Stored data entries
· · · · · · ·

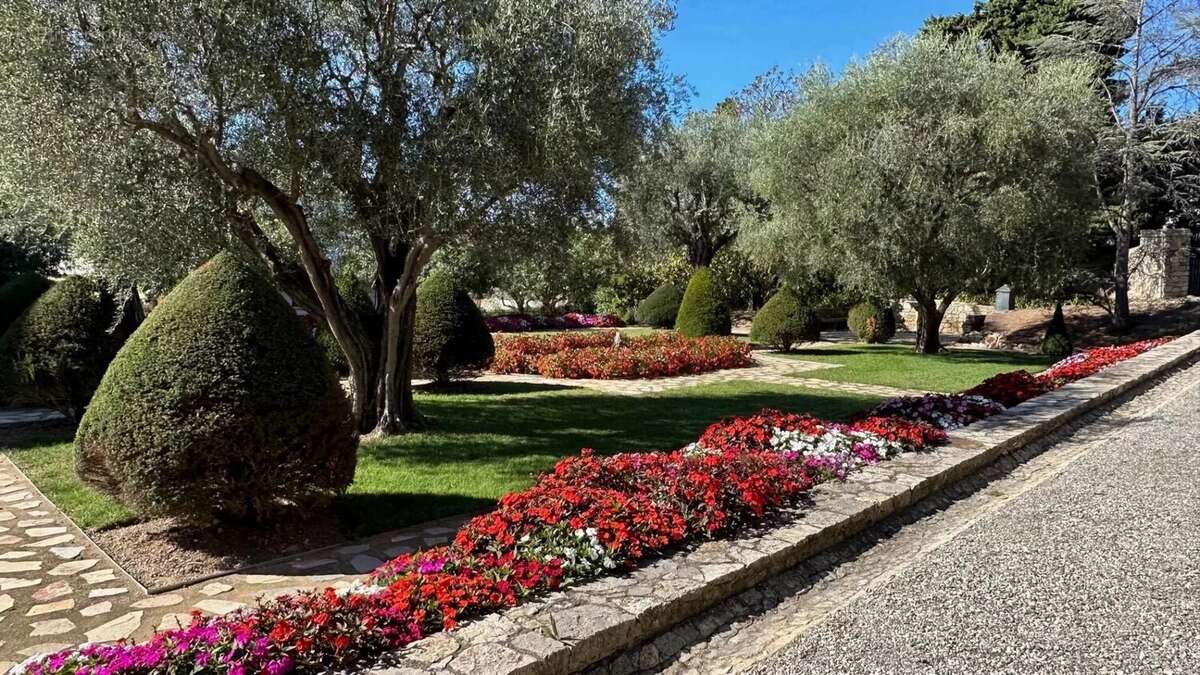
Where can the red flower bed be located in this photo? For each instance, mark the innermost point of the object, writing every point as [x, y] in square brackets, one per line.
[1011, 388]
[585, 518]
[594, 356]
[582, 519]
[523, 322]
[1005, 390]
[1091, 362]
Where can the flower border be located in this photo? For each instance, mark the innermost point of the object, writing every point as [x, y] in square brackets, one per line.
[586, 518]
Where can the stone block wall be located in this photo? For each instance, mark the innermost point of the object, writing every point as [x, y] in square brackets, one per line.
[952, 323]
[1158, 268]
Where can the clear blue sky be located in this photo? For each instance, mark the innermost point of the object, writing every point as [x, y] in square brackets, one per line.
[721, 45]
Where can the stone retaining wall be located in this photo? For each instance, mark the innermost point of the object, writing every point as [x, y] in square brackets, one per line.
[1159, 267]
[575, 628]
[952, 322]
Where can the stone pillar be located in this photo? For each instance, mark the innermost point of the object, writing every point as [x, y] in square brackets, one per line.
[1158, 268]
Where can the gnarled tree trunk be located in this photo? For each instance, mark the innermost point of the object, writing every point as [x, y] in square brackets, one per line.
[929, 323]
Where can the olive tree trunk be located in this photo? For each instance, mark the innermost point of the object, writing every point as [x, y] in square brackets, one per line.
[929, 323]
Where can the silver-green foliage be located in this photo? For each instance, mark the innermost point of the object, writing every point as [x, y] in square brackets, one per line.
[925, 169]
[304, 129]
[693, 187]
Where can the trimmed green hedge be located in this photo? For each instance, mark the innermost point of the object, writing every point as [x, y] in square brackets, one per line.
[57, 351]
[1057, 342]
[703, 310]
[17, 294]
[660, 308]
[450, 335]
[871, 322]
[220, 407]
[784, 321]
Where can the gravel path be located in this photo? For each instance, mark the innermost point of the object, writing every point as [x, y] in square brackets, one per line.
[1095, 569]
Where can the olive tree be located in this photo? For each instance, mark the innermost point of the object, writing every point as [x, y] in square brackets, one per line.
[310, 126]
[1146, 60]
[924, 171]
[691, 189]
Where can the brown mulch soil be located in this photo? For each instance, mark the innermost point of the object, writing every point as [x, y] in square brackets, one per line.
[1090, 327]
[165, 550]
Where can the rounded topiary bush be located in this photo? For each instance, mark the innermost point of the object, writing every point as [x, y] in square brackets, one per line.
[220, 406]
[703, 310]
[449, 335]
[660, 308]
[784, 321]
[871, 322]
[57, 351]
[17, 294]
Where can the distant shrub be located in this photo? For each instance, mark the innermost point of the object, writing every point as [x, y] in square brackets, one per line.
[17, 294]
[871, 322]
[703, 310]
[660, 308]
[1056, 342]
[220, 407]
[784, 321]
[57, 351]
[450, 334]
[1057, 346]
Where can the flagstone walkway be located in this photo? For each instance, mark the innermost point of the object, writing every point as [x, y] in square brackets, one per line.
[768, 368]
[21, 417]
[58, 589]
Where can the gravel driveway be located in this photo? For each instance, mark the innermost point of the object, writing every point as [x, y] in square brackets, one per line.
[1093, 571]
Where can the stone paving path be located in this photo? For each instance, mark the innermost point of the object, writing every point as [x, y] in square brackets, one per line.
[999, 573]
[769, 369]
[21, 417]
[58, 589]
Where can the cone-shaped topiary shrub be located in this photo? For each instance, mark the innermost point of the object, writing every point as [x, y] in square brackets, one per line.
[57, 351]
[449, 335]
[784, 321]
[220, 407]
[1056, 342]
[17, 294]
[702, 310]
[871, 322]
[660, 308]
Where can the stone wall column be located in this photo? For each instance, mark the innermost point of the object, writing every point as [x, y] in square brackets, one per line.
[1158, 268]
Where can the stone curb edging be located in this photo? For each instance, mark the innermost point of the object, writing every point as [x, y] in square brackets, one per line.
[571, 629]
[90, 544]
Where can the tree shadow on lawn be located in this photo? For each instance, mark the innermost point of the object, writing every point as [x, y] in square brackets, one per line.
[492, 441]
[965, 357]
[496, 423]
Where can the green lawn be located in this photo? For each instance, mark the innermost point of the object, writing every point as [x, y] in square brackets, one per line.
[48, 459]
[898, 365]
[486, 440]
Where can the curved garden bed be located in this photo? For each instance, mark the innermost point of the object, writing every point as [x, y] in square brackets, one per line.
[607, 356]
[588, 517]
[525, 322]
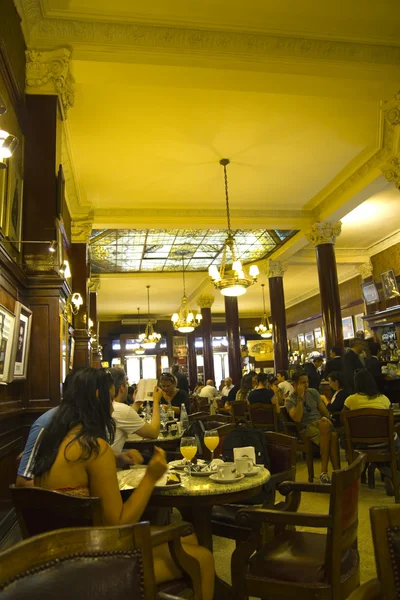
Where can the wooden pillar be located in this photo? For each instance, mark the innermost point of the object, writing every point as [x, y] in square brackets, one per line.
[276, 270]
[233, 335]
[323, 236]
[192, 360]
[78, 259]
[205, 302]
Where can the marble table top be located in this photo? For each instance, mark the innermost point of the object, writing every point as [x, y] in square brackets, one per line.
[193, 486]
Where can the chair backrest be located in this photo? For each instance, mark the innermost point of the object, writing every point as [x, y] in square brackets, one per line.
[39, 510]
[343, 509]
[385, 524]
[368, 426]
[263, 416]
[105, 563]
[281, 451]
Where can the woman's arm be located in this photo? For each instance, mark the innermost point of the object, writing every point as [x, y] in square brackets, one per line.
[103, 482]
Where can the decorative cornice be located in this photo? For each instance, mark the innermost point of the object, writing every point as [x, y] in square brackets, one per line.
[276, 268]
[81, 230]
[324, 233]
[365, 269]
[48, 73]
[205, 301]
[184, 40]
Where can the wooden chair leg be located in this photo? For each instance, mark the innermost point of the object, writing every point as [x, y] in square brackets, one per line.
[371, 475]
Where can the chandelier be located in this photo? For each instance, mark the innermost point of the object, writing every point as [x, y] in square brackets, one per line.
[149, 338]
[234, 281]
[139, 349]
[264, 328]
[184, 320]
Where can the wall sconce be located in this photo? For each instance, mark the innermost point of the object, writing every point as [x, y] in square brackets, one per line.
[8, 143]
[73, 303]
[65, 271]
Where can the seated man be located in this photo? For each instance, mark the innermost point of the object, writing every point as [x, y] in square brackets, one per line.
[305, 406]
[262, 394]
[126, 419]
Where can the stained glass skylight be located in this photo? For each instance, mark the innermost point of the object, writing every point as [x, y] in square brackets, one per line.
[133, 250]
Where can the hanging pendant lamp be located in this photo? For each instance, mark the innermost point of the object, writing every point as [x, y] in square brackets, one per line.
[264, 328]
[233, 281]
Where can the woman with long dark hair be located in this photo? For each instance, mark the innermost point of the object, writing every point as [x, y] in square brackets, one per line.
[75, 457]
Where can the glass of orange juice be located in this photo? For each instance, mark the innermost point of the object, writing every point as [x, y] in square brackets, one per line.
[211, 440]
[188, 449]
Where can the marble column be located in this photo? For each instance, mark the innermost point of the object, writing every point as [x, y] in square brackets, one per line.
[275, 273]
[323, 236]
[192, 362]
[233, 336]
[205, 302]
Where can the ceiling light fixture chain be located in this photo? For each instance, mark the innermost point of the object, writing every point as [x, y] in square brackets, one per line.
[236, 282]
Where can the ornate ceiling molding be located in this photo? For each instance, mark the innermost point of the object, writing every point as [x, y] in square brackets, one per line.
[48, 73]
[276, 268]
[324, 233]
[81, 230]
[153, 39]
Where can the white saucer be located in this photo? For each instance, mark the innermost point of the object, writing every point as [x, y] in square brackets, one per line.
[255, 471]
[215, 478]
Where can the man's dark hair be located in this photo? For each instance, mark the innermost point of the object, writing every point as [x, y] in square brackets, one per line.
[119, 378]
[337, 350]
[365, 383]
[337, 376]
[297, 374]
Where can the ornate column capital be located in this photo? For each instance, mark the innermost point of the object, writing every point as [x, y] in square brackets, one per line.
[276, 268]
[48, 73]
[324, 233]
[392, 169]
[81, 230]
[94, 284]
[365, 269]
[205, 301]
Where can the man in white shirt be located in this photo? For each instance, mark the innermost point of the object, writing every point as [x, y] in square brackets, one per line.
[284, 385]
[227, 387]
[209, 391]
[126, 419]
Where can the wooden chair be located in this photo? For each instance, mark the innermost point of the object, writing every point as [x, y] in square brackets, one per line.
[302, 564]
[282, 454]
[239, 411]
[107, 563]
[369, 427]
[385, 524]
[40, 511]
[304, 444]
[264, 416]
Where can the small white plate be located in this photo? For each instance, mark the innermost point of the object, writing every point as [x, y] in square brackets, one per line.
[255, 471]
[215, 478]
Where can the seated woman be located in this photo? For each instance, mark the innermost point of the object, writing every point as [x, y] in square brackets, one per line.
[171, 395]
[75, 457]
[336, 403]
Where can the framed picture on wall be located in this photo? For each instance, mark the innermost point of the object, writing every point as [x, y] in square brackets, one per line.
[348, 328]
[7, 326]
[300, 338]
[13, 225]
[358, 322]
[389, 284]
[309, 338]
[22, 337]
[294, 344]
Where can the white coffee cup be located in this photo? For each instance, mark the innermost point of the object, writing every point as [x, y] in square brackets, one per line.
[244, 465]
[226, 471]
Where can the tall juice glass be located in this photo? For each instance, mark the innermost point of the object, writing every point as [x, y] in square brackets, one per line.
[211, 440]
[188, 450]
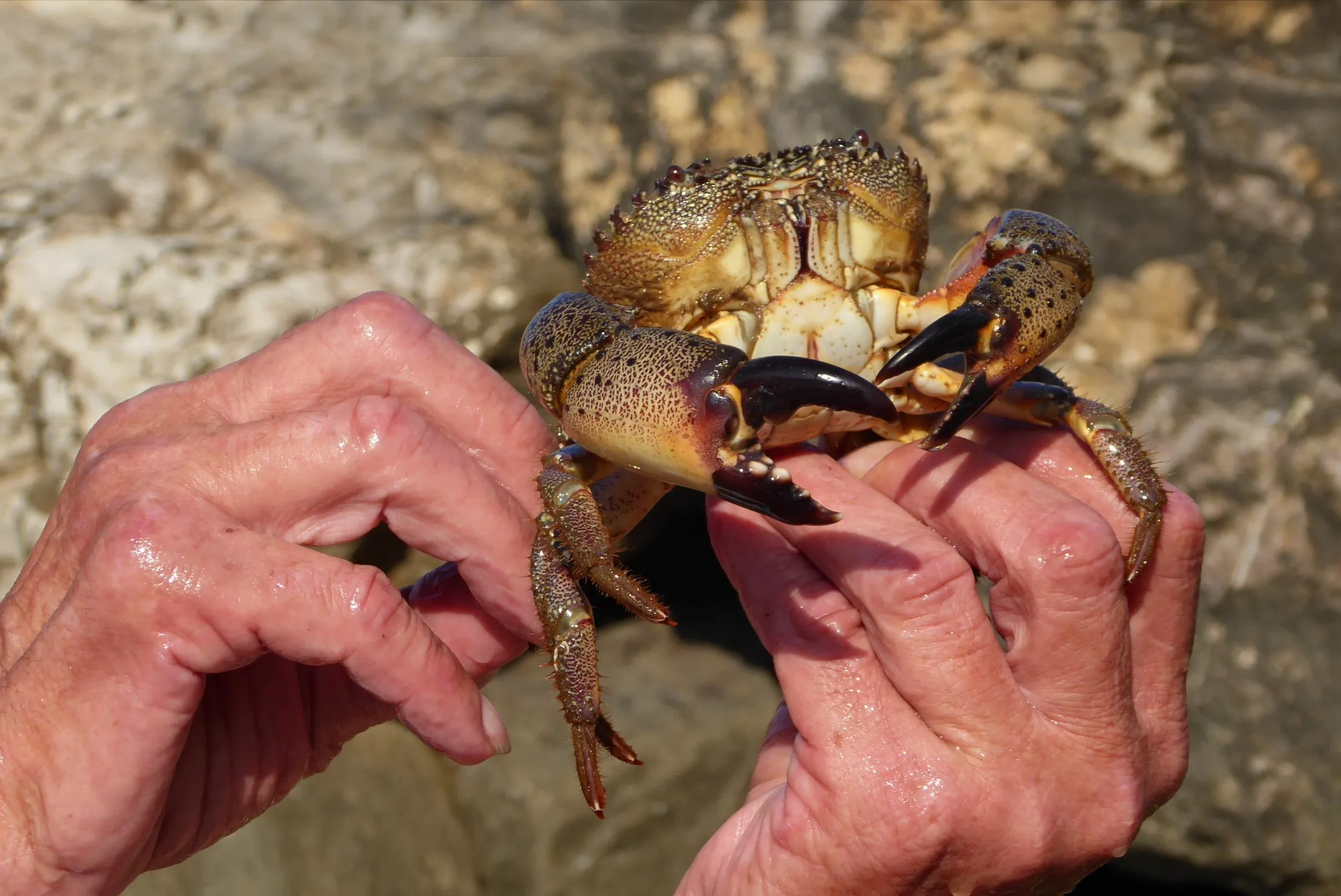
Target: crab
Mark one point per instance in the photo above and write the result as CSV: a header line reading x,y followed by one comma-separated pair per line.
x,y
769,302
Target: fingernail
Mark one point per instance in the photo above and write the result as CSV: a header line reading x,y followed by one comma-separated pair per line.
x,y
494,728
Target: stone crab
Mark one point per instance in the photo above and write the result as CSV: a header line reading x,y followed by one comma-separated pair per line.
x,y
769,302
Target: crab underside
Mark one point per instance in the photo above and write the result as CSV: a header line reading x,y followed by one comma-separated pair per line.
x,y
769,302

· · · · · · ·

*TASK DETAILS*
If a line in the records above holds the string "crab", copy it.

*REPLY*
Target: crab
Target: stone crab
Target: crab underside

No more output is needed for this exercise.